What the task requires: Print all the records below, word for word and in full.

:::

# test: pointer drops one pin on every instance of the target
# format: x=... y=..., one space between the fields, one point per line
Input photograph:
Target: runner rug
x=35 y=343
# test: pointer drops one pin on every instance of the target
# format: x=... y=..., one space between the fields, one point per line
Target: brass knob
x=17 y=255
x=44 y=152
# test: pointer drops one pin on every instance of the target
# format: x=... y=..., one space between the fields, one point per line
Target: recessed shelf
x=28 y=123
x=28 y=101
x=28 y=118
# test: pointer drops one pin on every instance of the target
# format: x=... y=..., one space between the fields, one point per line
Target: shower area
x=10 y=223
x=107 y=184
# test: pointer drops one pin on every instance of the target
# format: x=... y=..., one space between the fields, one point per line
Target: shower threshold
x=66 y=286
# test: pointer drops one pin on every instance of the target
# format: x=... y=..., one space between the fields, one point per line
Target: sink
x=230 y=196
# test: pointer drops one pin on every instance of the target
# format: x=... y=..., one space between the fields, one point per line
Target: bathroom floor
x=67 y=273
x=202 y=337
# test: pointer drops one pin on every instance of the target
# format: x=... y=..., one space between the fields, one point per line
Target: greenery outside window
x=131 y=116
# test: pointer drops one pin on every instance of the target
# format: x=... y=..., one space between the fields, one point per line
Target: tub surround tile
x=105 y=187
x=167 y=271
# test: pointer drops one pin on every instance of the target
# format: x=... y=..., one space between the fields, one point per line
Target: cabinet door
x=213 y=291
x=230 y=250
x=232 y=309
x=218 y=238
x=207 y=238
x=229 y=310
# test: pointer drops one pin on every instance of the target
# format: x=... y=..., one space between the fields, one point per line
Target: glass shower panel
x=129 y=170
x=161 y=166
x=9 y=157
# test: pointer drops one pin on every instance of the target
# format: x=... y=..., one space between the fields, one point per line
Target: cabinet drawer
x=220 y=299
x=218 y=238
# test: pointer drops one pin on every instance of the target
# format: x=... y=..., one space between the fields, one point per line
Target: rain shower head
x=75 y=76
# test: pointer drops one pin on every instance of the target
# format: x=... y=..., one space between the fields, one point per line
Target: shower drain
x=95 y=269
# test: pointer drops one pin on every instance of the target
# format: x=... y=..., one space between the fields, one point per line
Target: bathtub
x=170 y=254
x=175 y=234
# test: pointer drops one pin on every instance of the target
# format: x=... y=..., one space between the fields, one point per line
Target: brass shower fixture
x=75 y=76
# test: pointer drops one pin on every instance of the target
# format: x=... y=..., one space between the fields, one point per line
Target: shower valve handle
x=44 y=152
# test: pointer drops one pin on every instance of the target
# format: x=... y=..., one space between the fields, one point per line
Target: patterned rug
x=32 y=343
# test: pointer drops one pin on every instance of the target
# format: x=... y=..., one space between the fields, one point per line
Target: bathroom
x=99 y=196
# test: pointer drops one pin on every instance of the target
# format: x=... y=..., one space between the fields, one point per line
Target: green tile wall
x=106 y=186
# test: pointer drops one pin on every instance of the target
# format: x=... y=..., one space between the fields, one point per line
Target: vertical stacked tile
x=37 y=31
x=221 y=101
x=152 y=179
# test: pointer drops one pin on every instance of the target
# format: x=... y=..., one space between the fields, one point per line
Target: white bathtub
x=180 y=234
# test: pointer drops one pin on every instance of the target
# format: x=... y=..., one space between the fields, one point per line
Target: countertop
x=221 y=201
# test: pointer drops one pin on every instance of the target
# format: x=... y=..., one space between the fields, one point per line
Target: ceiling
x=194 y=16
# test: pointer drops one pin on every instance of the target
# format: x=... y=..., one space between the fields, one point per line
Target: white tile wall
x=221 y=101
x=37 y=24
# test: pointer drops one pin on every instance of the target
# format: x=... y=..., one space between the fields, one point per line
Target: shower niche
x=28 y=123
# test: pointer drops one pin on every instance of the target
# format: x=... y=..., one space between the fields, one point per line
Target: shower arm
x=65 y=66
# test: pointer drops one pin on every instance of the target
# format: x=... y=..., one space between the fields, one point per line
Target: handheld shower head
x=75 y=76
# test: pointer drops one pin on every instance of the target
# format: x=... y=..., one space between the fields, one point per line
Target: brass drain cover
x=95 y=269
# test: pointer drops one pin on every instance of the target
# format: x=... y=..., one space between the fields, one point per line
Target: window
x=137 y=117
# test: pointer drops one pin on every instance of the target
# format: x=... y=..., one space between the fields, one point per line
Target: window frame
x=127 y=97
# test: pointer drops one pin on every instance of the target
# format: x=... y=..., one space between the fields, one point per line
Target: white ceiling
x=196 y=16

:::

Solution for this task:
# test: pointer drops one pin on every instance of the target
# format: x=... y=..., one space between the fields, one point per line
Input photograph:
Target: runner rug
x=35 y=343
# test: pointer drops one pin on every instance of the target
# format: x=... y=..., one space between the fields, one point per line
Target: brass knob
x=17 y=255
x=44 y=152
# test: pointer drops one pin on every instance of the target
# format: x=... y=..., one space between the fields, one point per line
Target: recessed shelf
x=28 y=123
x=28 y=101
x=28 y=118
# test: pointer drops one pin on every instance of the target
# format: x=... y=..., one space between the fields, one point per line
Target: shower area
x=10 y=223
x=107 y=184
# test: pointer drops one pin on every instance of the target
# format: x=... y=..., one space between the fields, one point per line
Target: shower threshold
x=66 y=286
# test: pointer drops one pin on every instance of the target
# format: x=... y=..., one space between the fields, one point per line
Target: sink
x=230 y=196
# test: pointer drops one pin on every instance of the target
# format: x=... y=..., one space between the fields, one point per line
Target: bathroom floor
x=67 y=273
x=202 y=337
# test: pointer drops one pin on every instance of the target
# format: x=... y=..., one space between the fields, one point per line
Target: greenery outside window
x=131 y=116
# test: pointer drops one pin on every instance of the target
# format: x=... y=..., one space between the fields, one point per line
Target: tub surround tile
x=105 y=187
x=167 y=271
# test: pointer drops one pin on every instance of the target
# format: x=... y=..., one space between the fields, one point per line
Target: cabinet door
x=213 y=291
x=230 y=250
x=232 y=309
x=218 y=238
x=207 y=238
x=229 y=310
# test: pointer drops one pin on every instance of the target
# format: x=... y=..., one space between the fields, one point per line
Target: glass shower panel
x=129 y=170
x=161 y=166
x=9 y=157
# test: pointer drops one pin on every instance of the target
# format: x=... y=..., one space between the fields, one point per line
Target: cabinet drawer
x=220 y=299
x=218 y=238
# test: pointer drops one pin on every instance of the target
# format: x=... y=..., one space between the fields, one point per line
Target: rain shower head
x=75 y=76
# test: pointer drops one pin on every instance of the target
# format: x=... y=..., one space between the fields, one point per line
Target: shower drain
x=95 y=269
# test: pointer drops one pin on every instance of the target
# format: x=... y=..., one space between the fields, one point per line
Target: bathtub
x=170 y=254
x=175 y=234
# test: pointer drops one pin on every instance of the target
# format: x=... y=..., one space between the fields, one point per line
Target: brass shower fixture
x=75 y=76
# test: pointer drops one pin on every instance of the target
# format: x=... y=..., one space between the fields, one point per line
Target: shower valve handle
x=44 y=152
# test: pointer drops one pin on every instance of the target
# format: x=... y=..., one space between the fields, one point per line
Target: patterned rug
x=32 y=343
# test: pointer drops one pin on every instance of the target
# format: x=... y=..., one space between the fields, one point per line
Target: bathroom
x=99 y=196
# test: pointer drops one pin on every instance of the target
# format: x=... y=..., one space between the fields, one point per line
Target: green tile wall
x=106 y=186
# test: pointer drops one pin on every instance of the target
# format: x=... y=..., one space between the fields, one point per line
Target: vertical stacked tile
x=37 y=31
x=221 y=101
x=152 y=179
# test: pointer drops one pin on every instance of the target
# format: x=... y=..., one space between the fields, one point per line
Target: white bathtub
x=180 y=234
# test: pointer drops one pin on every instance of the target
# format: x=... y=..., one space between the fields, one point per line
Target: countertop
x=221 y=201
# test: pointer drops one pin on every instance of the target
# format: x=... y=..., one space between the fields, one point per line
Target: ceiling
x=194 y=16
# test: pointer drops one pin on every instance of the target
# format: x=... y=..., one space between the fields, one point per line
Target: white tile wall
x=221 y=101
x=37 y=24
# test: pointer drops one pin on every instance of the target
# format: x=... y=..., one space between the fields, one point per line
Target: shower niche
x=28 y=123
# test: pointer drops one pin on every instance of the target
# format: x=... y=..., one space between the fields, one point per line
Target: shower arm
x=65 y=66
# test: pointer drops one pin on every instance of the target
# format: x=... y=..., one space between the fields, one point per line
Target: handheld shower head
x=75 y=76
# test: pointer drops one pin on every instance of the target
# format: x=... y=..., one space between the fields, one point per line
Target: brass drain cover
x=95 y=269
# test: pointer drops one pin on every instance of the target
# format: x=... y=..., one space between the fields, one point per line
Target: window
x=137 y=117
# test: pointer drops one pin on every instance of the target
# format: x=... y=..., one space between the fields, one point per line
Target: window frame
x=127 y=97
# test: pointer drops one pin on every instance of the target
# format: x=... y=..., one space between the fields, one point per line
Target: white ceiling
x=196 y=16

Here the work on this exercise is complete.